**Task goal**
Pull out every line of the data that contains the string "small". Case matters, so uppercase and lowercase letters count as different.

* start *

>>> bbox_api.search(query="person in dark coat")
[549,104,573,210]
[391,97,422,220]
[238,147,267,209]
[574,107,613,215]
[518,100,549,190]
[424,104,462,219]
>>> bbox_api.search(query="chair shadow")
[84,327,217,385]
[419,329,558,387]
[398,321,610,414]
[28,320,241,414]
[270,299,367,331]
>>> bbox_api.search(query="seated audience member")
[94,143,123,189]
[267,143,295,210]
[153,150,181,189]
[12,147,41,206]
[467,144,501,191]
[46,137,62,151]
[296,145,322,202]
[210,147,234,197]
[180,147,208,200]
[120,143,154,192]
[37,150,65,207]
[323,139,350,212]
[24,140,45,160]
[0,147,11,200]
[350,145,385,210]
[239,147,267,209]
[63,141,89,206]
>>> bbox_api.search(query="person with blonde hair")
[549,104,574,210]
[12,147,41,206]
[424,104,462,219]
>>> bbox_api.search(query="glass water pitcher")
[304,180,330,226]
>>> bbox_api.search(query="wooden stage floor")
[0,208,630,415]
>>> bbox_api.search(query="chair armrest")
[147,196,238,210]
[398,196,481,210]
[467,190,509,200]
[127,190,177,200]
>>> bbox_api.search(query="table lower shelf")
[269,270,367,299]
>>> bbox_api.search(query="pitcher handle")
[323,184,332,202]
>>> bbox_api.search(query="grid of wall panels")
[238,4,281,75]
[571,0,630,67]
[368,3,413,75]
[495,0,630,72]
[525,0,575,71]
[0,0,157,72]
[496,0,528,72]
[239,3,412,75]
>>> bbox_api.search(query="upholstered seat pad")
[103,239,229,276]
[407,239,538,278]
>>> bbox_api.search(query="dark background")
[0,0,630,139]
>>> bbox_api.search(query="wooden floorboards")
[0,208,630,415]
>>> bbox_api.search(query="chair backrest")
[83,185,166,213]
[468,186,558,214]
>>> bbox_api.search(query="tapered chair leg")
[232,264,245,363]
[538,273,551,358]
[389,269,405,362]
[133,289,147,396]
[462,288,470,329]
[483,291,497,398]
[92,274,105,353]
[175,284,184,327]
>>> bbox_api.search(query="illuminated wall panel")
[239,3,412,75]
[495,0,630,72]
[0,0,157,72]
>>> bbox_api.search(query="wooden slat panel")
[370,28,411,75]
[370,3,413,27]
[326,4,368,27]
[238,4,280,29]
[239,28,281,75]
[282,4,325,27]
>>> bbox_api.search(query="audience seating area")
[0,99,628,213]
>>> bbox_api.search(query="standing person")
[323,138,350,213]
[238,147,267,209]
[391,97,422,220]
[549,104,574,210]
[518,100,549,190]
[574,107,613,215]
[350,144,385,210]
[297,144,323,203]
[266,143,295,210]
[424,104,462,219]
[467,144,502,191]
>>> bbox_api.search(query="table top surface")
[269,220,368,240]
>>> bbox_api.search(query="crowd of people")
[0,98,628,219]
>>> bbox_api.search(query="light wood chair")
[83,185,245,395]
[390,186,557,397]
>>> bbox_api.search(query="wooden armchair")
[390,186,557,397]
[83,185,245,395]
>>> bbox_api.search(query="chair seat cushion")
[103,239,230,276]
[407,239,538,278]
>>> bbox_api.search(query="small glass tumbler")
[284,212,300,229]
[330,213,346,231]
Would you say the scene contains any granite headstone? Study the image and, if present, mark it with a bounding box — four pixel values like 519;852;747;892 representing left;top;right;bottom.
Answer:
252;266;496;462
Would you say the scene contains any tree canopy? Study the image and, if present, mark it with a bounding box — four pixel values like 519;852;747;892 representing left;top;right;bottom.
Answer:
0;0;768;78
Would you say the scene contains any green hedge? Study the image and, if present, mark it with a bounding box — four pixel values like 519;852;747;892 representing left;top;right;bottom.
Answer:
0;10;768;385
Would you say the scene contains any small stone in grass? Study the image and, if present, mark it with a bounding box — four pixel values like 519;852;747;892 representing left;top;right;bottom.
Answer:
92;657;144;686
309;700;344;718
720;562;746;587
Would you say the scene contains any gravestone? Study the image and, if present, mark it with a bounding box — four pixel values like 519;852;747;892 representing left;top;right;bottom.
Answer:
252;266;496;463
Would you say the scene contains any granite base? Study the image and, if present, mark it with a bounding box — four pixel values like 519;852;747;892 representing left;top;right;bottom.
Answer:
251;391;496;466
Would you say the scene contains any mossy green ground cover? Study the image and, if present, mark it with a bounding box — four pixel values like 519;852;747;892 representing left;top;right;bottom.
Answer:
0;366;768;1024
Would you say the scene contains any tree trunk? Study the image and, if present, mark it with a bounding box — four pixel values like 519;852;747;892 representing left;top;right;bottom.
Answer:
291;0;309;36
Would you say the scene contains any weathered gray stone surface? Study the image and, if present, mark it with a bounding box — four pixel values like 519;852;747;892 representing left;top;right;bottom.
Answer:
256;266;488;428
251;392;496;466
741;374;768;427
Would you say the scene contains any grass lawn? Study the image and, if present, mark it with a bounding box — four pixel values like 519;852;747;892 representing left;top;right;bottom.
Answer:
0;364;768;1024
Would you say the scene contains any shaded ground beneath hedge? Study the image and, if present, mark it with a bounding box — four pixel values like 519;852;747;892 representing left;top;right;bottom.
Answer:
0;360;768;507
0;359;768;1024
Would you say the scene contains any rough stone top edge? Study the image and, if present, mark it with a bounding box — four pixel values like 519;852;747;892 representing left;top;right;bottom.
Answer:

* end *

**Written response**
>>> bbox_api.search(query="small glass tumbler")
Would you say the scene contains any small stone in grass? Study the image and, if present, mark it with a bounding box — four pixel values like 519;852;747;892 representing left;top;right;bottom.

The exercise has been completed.